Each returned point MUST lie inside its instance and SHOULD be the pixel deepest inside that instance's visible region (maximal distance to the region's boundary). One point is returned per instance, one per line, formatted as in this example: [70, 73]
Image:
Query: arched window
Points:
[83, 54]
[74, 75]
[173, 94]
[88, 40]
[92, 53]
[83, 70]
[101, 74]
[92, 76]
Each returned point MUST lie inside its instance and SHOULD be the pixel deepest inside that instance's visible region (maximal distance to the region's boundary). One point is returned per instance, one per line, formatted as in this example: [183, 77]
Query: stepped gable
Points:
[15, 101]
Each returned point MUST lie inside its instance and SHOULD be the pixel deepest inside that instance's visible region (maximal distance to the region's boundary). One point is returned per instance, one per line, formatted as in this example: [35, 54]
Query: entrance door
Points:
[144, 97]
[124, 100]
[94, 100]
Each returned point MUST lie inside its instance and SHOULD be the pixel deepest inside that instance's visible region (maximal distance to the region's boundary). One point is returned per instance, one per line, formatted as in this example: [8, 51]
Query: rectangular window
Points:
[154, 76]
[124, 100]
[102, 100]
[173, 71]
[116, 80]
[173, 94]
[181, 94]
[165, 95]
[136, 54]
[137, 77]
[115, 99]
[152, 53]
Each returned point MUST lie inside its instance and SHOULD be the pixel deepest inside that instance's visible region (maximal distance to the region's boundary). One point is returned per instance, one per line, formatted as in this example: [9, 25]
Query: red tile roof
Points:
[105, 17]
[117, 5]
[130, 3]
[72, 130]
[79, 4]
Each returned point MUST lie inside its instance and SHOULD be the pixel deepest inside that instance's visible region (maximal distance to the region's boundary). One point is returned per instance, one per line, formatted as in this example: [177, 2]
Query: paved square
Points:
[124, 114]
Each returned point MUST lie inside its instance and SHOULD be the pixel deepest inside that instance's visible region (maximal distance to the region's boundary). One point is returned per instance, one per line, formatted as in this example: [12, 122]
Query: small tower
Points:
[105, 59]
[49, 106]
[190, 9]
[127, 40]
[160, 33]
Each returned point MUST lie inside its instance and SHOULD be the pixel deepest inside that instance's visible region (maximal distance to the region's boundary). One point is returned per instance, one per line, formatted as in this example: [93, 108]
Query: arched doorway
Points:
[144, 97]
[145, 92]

....

Make an exact copy of the records.

Response to this exercise.
Each returned point MUST lie inside its instance and SHOULD be the pixel deepest inside that instance's visible region (maximal distance to the region's boundary). One point is returned per instance, one per line, formatted as in this example: [70, 73]
Image:
Query: arched window
Points:
[83, 54]
[74, 75]
[173, 94]
[88, 40]
[92, 53]
[83, 70]
[101, 74]
[92, 76]
Each returned point MUST lie inside its instance and SHOULD be the pixel deepest inside that instance's visible region (maximal distance to the region's boundary). One point is returned per instance, one per line, formatted as in this example: [183, 77]
Query: stepped gable
Points:
[15, 101]
Each returned point MUST lie inside its instance and SHOULD be the pixel deepest inside that instance's visible region (maximal distance to the region's boundary). One point is returned per instance, one per line, formatted as in this example: [35, 54]
Query: entrance door
Points:
[144, 97]
[124, 100]
[94, 100]
Each returned point MUST lie inside its instance and SHOULD be the pixel deepest inside that instance's visible region (maximal distance to the region's boundary). One point is returned per instance, one per line, formatted as in this example: [8, 51]
Query: rectangular window
Points:
[154, 76]
[124, 100]
[102, 100]
[173, 71]
[116, 80]
[173, 94]
[181, 94]
[165, 95]
[136, 54]
[137, 77]
[115, 99]
[152, 53]
Each returned point MUST lie inside its instance and SHOULD be the pixel deepest inside that instance's visible region (maximal distance to the region's boundary). One point is returned per instance, one per line, formatted as in this example: [9, 25]
Query: red tile roof
Points:
[105, 17]
[117, 5]
[130, 3]
[72, 130]
[79, 4]
Each returned point MUST lie inside its instance and SHOULD be the pixel deepest inside that instance's visible region (maximal distance to the region's boundary). One point is returned per instance, one per line, formatted as in this example: [177, 2]
Query: paved square
Points:
[124, 114]
Each returned point MUST lie inside its instance and SHOULD be the pixel deepest inside that instance's visible region (maximal distance to the region's boundary). One point is returned per instance, one per line, formatted as in this example: [12, 122]
Query: small tower
Points:
[105, 59]
[49, 106]
[190, 9]
[127, 40]
[160, 33]
Each returned point MUST lie inside its instance and SHOULD be the pixel deepest inside that instance's visible region (maximal distance to the region's boundary). One point is returned per instance, one per line, formatted as in this example: [93, 108]
Query: arched doorway
Points:
[144, 97]
[145, 92]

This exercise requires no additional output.